— What to work on —
**A)** In the ceiling thread, substitute "tray" for "coffered" and write out the passage that begins at the words "One of the things" and stops after "Stay tuned!".
**B)** Condense the paragraph of the ceiling thread that starts "Yes, I did the ceiling myself" into a short bulleted list that keeps its main facts.

— Text —
<<<<

Hmm, not sure why it took 5 days to get notification for this???
Thanks Bud for the complement about my room. 
Yes, I did the ceiling myself. Not costly at all. Lots of 2X4's and drywall. Nothing but inexpensive materials and some imagination.... and time. Lots and lots of time as a matter of fact. Gives a cool effect with the remote controlled recessed lighting in each cavity. A few boxes of removable colored ceiling tiles on grids for acoustical reasons and access to wiring above flank the drywalled lighted area. I did everything in the room except the carpet.

Thanks Bud!
Bob


----------



## Chinadog (Jun 26, 2006)

Bob, check for notification options, they might be set to once a week email versus immediate. 

One of the things I may start up in the spring is the fiber optic ceiling. Becuase of the weird dimensions of my ceiling, I have to do it in multiple pieces or panels, so I may go with a coffered type ceiling (always wanted to do one) and trim it out in the same trim/stain combo. I'd prefer to do it as one large ceiling for the outdoor effect, but not sure I can do it since both the length and width are greater than 8 feet.

Stay tuned!

>>>>

— Extracted records —
<<<<

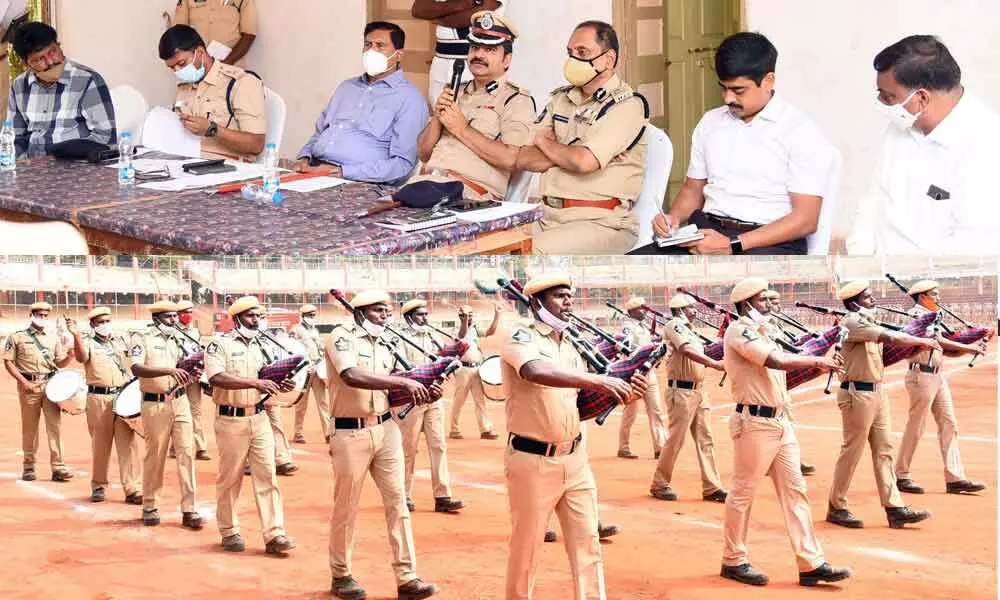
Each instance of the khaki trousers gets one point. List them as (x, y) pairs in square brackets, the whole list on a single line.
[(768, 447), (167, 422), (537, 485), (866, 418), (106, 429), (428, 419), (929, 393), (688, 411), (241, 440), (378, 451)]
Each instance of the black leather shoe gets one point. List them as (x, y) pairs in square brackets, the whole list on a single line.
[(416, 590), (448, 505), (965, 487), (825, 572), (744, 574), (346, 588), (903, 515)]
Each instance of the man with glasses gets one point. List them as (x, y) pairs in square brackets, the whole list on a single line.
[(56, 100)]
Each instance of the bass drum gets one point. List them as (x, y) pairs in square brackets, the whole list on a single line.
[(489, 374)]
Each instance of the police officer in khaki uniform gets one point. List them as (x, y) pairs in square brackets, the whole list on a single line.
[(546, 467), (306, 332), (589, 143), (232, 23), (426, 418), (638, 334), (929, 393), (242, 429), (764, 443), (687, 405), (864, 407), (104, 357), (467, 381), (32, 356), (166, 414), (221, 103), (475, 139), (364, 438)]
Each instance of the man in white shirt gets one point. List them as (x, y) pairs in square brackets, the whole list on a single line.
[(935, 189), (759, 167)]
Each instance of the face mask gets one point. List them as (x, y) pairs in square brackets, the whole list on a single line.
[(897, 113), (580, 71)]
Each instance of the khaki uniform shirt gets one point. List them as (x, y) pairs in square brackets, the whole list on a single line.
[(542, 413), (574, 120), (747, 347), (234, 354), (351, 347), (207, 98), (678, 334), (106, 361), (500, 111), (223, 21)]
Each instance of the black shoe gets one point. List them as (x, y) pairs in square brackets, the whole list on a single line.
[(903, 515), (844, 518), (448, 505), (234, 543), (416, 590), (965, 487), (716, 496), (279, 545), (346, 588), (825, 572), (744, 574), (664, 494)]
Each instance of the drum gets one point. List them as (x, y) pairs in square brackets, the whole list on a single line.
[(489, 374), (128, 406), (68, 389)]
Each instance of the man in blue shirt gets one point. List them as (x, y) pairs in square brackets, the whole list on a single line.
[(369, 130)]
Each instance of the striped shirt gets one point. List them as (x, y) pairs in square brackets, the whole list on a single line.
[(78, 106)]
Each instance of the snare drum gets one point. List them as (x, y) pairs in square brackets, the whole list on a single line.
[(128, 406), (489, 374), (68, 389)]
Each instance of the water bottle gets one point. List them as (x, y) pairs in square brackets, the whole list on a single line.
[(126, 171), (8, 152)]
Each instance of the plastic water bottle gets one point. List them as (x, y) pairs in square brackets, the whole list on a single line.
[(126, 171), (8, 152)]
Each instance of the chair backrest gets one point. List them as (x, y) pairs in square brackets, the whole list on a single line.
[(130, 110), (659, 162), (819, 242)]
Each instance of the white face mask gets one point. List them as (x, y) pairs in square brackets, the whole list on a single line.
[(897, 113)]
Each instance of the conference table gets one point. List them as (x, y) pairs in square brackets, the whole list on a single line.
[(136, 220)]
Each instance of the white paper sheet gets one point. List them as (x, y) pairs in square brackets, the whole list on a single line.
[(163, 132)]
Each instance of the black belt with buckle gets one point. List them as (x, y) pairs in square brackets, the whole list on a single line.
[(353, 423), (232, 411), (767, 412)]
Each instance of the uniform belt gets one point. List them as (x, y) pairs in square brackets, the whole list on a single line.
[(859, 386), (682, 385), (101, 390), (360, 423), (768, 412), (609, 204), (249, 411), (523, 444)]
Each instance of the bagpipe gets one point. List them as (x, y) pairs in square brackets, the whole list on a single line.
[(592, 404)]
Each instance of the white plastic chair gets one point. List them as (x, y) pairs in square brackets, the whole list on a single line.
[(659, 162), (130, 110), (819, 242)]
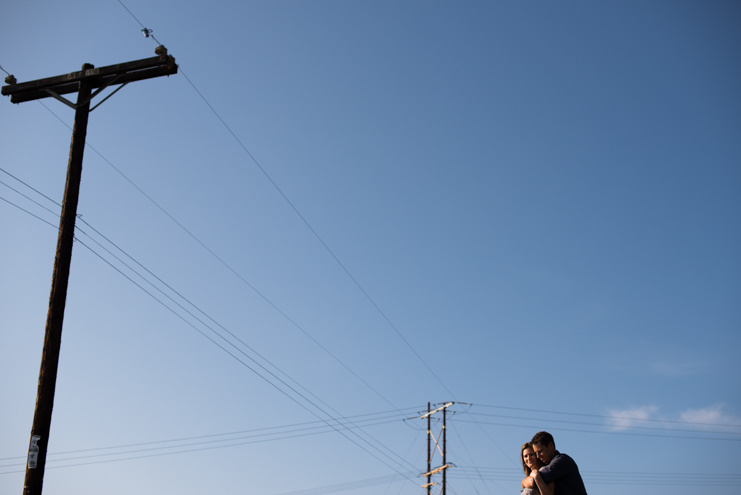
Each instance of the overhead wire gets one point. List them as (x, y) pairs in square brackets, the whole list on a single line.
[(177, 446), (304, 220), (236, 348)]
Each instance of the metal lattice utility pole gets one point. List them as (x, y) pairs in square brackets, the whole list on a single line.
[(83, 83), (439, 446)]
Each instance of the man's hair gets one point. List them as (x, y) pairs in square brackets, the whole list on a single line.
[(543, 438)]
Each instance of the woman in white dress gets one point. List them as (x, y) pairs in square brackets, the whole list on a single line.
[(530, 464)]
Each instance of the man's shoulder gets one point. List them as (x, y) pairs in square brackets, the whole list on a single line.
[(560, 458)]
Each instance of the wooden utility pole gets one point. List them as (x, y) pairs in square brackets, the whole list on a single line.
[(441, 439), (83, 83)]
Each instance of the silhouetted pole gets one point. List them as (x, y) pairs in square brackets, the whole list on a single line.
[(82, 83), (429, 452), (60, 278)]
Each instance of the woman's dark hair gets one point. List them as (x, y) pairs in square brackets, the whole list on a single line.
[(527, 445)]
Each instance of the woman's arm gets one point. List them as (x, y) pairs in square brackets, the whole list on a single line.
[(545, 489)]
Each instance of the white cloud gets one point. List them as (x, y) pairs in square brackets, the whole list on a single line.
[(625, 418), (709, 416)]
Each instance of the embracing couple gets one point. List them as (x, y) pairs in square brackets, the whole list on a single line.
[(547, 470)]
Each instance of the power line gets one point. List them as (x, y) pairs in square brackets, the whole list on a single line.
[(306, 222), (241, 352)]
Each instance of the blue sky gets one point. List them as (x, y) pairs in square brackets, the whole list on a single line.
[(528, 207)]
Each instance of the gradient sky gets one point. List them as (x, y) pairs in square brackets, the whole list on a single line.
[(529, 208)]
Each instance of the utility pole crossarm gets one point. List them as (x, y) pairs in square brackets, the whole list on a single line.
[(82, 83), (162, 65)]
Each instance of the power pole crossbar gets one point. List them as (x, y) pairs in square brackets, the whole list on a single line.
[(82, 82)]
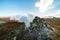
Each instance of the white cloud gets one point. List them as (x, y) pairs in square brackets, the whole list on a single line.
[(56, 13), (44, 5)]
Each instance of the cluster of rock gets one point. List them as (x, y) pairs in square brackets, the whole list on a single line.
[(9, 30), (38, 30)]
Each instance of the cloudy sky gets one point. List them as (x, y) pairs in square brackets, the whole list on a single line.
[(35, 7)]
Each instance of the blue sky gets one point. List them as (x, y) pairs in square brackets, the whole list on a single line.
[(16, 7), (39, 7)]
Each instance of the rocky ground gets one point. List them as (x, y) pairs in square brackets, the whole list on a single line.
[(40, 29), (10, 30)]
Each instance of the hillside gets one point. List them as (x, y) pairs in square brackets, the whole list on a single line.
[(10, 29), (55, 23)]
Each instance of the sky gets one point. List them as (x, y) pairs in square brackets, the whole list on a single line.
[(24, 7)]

>>>>
<<<<

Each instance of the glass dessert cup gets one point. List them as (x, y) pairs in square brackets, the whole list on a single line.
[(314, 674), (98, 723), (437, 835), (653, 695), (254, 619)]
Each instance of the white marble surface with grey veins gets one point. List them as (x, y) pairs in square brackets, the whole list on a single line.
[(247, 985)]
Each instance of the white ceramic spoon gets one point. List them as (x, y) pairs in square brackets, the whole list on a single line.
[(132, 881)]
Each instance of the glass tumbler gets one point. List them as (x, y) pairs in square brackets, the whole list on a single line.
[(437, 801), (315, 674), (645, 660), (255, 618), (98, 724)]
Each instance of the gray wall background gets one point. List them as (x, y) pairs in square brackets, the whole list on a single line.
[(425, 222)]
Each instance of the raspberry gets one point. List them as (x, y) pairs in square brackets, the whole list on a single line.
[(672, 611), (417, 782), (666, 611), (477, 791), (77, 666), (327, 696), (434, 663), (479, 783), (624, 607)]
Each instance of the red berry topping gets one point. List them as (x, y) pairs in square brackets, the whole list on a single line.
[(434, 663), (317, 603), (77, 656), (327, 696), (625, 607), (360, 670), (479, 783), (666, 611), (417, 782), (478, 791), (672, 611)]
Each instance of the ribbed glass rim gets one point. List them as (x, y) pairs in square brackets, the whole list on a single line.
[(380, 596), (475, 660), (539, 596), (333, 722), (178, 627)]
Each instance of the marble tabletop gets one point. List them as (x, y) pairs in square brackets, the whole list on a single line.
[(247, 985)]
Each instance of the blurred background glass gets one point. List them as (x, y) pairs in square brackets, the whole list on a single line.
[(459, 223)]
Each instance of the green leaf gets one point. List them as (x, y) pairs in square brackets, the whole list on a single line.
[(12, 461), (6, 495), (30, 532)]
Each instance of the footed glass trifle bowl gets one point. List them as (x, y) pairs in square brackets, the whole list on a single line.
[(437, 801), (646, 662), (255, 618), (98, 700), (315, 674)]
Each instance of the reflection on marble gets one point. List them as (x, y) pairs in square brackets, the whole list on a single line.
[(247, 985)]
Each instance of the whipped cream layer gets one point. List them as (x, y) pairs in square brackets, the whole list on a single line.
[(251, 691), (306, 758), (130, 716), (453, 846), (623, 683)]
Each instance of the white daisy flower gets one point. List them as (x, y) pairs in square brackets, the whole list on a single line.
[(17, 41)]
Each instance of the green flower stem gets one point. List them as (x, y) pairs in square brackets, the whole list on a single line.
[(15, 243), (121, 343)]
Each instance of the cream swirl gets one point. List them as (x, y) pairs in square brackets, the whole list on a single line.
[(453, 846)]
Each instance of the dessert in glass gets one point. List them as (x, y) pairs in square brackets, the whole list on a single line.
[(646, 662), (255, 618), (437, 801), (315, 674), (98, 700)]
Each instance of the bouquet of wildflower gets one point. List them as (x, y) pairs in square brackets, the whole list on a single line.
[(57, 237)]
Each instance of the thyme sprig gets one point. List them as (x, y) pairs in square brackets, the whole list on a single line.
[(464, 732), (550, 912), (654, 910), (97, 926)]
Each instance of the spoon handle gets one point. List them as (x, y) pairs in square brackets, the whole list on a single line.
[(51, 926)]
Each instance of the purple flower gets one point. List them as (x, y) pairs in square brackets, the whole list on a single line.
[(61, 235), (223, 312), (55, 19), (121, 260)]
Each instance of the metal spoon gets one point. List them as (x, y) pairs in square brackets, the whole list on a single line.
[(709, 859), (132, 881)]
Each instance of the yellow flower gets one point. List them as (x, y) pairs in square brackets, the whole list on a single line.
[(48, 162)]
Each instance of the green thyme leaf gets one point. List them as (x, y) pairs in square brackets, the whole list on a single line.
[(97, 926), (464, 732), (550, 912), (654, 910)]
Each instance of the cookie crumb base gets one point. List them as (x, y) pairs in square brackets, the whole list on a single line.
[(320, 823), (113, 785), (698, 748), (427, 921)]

>>>>
<<<<

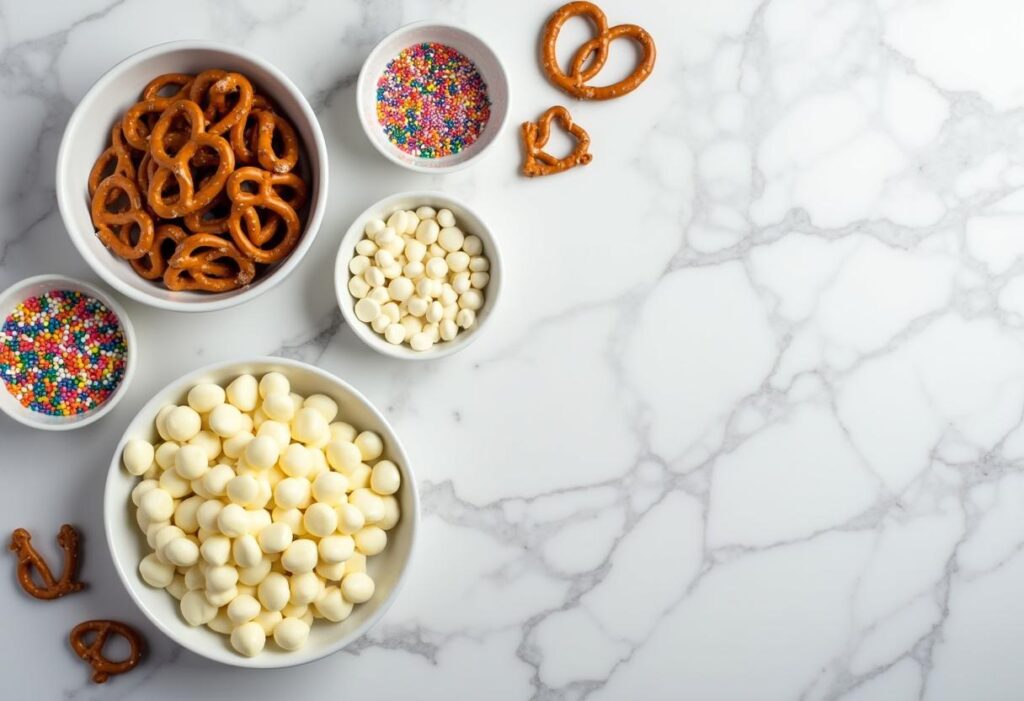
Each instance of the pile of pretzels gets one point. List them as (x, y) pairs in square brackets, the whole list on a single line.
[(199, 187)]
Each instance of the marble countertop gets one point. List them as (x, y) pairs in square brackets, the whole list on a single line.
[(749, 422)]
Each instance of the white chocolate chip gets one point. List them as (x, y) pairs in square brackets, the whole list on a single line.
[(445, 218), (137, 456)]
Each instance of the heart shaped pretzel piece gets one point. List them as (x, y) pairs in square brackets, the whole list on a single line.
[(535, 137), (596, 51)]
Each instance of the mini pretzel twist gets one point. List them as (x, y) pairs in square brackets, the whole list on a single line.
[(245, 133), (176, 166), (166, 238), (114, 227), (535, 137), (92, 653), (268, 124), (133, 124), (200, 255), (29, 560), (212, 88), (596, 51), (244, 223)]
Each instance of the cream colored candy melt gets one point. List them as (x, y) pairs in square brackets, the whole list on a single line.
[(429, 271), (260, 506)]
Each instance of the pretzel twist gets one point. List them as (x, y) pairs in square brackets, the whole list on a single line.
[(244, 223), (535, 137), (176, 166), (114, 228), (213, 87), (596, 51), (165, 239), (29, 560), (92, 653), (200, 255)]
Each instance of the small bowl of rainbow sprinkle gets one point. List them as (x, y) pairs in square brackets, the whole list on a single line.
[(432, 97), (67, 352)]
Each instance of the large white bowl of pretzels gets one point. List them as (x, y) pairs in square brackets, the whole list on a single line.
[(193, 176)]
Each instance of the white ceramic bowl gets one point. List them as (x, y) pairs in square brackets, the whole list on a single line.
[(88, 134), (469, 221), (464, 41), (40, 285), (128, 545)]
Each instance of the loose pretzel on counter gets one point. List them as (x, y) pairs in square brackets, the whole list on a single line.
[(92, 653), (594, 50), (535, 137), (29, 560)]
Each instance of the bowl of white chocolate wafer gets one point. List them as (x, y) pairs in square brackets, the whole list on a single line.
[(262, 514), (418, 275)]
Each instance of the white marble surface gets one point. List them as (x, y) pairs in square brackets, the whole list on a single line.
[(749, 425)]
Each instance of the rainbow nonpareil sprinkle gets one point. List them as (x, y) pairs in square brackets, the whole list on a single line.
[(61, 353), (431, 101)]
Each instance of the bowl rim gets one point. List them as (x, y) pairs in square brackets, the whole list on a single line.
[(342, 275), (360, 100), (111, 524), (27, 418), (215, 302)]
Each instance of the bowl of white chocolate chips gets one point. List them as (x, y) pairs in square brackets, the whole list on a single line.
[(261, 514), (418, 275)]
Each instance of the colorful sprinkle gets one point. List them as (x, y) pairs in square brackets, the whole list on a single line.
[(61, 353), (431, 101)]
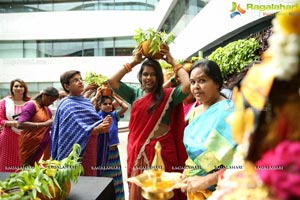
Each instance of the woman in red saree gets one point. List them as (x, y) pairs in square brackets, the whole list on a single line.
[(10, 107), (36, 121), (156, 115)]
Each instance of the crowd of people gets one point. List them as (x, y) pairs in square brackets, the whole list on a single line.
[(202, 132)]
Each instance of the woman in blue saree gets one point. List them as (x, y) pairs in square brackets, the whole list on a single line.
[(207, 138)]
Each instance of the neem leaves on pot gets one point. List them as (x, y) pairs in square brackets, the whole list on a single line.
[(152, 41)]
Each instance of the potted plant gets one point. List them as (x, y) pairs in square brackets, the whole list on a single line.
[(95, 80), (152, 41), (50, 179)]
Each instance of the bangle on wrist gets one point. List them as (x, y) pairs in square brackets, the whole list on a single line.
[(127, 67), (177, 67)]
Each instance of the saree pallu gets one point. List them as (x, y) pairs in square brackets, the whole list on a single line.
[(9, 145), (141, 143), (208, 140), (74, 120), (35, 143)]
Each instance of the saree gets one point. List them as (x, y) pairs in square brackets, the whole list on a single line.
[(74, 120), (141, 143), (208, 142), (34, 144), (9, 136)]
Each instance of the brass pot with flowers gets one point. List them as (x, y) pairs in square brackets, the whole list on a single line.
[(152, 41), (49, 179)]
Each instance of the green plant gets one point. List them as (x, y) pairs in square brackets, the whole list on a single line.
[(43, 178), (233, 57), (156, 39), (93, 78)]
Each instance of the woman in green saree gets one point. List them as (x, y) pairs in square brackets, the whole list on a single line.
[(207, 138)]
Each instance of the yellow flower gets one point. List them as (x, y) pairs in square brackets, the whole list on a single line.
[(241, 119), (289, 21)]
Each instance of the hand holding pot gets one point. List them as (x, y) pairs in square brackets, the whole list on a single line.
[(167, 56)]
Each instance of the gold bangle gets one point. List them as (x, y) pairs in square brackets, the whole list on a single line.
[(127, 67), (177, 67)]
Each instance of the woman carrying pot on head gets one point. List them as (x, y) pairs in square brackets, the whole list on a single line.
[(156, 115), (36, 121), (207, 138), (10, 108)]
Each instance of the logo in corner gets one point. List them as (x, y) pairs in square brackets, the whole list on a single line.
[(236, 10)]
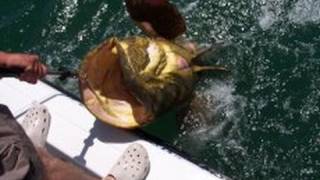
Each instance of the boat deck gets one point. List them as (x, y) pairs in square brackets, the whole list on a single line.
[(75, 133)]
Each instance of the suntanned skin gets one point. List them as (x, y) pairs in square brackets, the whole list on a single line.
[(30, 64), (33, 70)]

>>>>

— Responses to the tasks —
**A)**
One of the things I may start up in the spring is the fiber optic ceiling. Becuase of the weird dimensions of my ceiling, I have to do it in multiple pieces or panels, so I may go with a tray type ceiling (always wanted to do one) and trim it out in the same trim/stain combo. I'd prefer to do it as one large ceiling for the outdoor effect, but not sure I can do it since both the length and width are greater than 8 feet.

Stay tuned!

**B)**
- The writer built the ceiling without help, and it cost little.
- It used many 2X4's, drywall, and other inexpensive materials, plus imagination and a great deal of time.
- Each cavity has remote-controlled recessed lighting, which gives a cool effect.
- Removable colored ceiling tiles on grids flank the drywalled lighted area. They help with acoustics and give access to the wiring above.
- The writer did all the work in the room except the carpet.